>>

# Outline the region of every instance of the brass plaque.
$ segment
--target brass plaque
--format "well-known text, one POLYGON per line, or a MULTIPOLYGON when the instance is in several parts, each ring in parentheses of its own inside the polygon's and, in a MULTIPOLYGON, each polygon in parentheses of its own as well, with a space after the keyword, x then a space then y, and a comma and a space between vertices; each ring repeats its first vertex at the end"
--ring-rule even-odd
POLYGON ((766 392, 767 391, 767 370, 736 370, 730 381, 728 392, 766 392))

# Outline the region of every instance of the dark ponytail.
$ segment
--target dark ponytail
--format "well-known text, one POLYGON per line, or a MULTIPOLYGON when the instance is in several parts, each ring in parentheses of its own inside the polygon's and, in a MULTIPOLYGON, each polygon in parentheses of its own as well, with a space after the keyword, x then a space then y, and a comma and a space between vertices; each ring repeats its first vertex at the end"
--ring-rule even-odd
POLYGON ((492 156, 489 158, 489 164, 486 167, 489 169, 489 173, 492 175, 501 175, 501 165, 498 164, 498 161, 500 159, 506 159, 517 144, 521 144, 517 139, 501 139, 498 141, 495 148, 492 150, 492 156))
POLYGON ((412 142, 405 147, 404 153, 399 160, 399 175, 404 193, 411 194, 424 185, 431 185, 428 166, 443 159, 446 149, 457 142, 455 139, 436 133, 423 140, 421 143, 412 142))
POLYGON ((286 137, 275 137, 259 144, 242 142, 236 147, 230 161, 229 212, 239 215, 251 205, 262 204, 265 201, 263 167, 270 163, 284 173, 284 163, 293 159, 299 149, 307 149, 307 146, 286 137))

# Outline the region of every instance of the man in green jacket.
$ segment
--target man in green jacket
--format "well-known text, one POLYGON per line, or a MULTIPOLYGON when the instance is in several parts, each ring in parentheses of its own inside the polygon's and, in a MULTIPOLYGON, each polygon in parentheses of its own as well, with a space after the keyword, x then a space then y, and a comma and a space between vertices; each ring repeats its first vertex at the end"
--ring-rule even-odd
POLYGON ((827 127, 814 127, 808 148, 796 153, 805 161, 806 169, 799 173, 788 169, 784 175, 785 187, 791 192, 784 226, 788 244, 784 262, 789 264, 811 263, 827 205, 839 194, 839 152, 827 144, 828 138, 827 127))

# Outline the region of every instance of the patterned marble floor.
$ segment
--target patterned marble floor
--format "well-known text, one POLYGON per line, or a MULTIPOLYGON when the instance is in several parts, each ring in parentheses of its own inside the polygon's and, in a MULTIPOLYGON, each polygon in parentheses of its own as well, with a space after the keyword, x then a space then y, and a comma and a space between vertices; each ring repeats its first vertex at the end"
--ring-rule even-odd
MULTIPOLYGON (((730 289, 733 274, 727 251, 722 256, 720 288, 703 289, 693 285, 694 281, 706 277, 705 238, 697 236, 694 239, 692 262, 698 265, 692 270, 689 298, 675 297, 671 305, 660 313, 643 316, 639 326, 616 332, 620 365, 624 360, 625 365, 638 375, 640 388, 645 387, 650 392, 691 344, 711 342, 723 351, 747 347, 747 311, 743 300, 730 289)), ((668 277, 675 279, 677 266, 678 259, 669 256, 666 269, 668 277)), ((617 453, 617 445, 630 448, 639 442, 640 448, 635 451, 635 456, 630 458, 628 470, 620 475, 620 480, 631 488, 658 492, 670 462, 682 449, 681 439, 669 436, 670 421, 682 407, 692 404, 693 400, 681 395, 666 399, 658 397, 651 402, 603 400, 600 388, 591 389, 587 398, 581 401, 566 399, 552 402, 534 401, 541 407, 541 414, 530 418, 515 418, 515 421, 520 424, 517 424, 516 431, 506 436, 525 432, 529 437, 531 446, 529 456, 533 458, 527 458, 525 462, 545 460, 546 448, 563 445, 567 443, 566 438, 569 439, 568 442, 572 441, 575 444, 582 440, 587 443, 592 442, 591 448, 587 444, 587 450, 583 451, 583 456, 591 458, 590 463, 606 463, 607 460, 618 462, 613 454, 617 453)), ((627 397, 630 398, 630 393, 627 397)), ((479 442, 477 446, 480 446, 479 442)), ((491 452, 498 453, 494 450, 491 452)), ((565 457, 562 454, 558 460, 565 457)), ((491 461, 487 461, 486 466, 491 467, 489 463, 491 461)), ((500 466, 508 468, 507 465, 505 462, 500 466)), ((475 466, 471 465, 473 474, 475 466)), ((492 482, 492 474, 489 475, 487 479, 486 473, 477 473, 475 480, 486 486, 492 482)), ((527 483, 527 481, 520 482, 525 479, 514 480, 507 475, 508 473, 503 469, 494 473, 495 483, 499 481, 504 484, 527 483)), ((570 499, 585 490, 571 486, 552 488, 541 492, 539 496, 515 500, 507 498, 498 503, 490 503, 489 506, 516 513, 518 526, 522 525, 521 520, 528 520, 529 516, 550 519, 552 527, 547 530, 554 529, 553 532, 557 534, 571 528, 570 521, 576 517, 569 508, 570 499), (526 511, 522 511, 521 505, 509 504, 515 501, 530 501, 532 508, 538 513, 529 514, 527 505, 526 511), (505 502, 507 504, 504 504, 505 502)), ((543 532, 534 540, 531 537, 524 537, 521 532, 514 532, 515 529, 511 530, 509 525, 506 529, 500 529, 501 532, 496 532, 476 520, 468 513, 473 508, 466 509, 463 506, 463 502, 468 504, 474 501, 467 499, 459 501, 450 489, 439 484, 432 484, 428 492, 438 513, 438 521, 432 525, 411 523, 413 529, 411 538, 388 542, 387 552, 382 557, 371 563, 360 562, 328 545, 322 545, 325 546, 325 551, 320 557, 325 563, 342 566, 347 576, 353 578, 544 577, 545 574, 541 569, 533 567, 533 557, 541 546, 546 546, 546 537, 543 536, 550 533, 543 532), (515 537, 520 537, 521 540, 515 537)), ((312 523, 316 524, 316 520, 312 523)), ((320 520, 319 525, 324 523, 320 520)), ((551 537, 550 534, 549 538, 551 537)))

<<

§ OBJECTIVE
Copy the part of the records that opens with the line containing "# Outline the region of every instance of the dark" and closes with the line containing "POLYGON ((827 127, 814", both included. Reproduce each line in it without any change.

§ SOLVED EXERCISE
# Outline the region of every instance of the dark ponytail.
$ segment
--target dark ponytail
--format "well-known text, one POLYGON per line, or a MULTIPOLYGON when the instance is in several parts, each ring in parentheses of its own inside the polygon's and, in a MULTIPOLYGON, each polygon in parentheses of its own as well, with a space after the keyword, x then a space then y, and a comma and a space between vertices; each ring repeats its first vertex at the end"
--ring-rule even-odd
POLYGON ((492 156, 489 158, 489 164, 486 167, 489 169, 489 173, 492 175, 501 175, 501 165, 498 164, 498 161, 500 159, 506 159, 517 144, 521 144, 517 139, 501 139, 498 141, 495 148, 492 150, 492 156))
POLYGON ((412 142, 405 147, 404 153, 399 160, 399 175, 404 193, 411 194, 424 185, 431 185, 428 166, 443 159, 446 149, 457 142, 455 139, 436 133, 423 140, 421 143, 412 142))
POLYGON ((286 137, 275 137, 259 144, 242 142, 236 147, 230 161, 229 212, 239 215, 251 205, 262 204, 265 201, 263 167, 270 163, 284 173, 284 163, 293 159, 299 149, 307 149, 307 146, 286 137))

# Outline the region of every instance of the man in green jacket.
$ segment
--target man in green jacket
--format "well-known text, one POLYGON per line, or a MULTIPOLYGON when the instance is in several parts, each ring in parentheses of its own inside the polygon's and, in a MULTIPOLYGON, each polygon in parentheses of its own as well, with a space after the keyword, x then a space then y, and a comma and a space between vertices; each ring repeats its first vertex at the end"
--ring-rule even-odd
POLYGON ((827 127, 814 127, 808 148, 796 153, 805 161, 806 169, 799 173, 788 169, 784 175, 785 187, 791 192, 784 226, 788 244, 784 262, 789 264, 811 263, 827 205, 839 194, 839 152, 827 144, 828 138, 827 127))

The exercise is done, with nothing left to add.